Segment Start: Dataset content
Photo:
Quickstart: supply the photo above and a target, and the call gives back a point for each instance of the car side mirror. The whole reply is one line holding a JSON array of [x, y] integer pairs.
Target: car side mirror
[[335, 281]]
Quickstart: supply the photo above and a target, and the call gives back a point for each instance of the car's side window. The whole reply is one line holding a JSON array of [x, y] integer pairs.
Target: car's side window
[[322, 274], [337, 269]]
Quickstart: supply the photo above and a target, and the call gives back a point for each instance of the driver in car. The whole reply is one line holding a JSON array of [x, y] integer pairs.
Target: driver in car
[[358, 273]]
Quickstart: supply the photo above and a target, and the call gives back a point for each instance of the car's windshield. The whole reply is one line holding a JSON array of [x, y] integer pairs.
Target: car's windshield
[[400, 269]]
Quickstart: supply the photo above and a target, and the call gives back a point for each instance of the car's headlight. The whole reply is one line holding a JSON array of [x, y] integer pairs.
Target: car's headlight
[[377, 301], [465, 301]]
Segment End: Dataset content
About this exercise => The answer must be the line containing "Target: car's windshield" and every line after it to the end of the data, each set down exactly.

Exercise output =>
Target: car's windshield
[[400, 269]]
Quickstart: supply the photo above and a target, and the call gives back a point for each instance of the car's headlight. The whole reply is one line holding a JSON array of [x, y] integer pairs.
Target: car's headlight
[[377, 301], [465, 301]]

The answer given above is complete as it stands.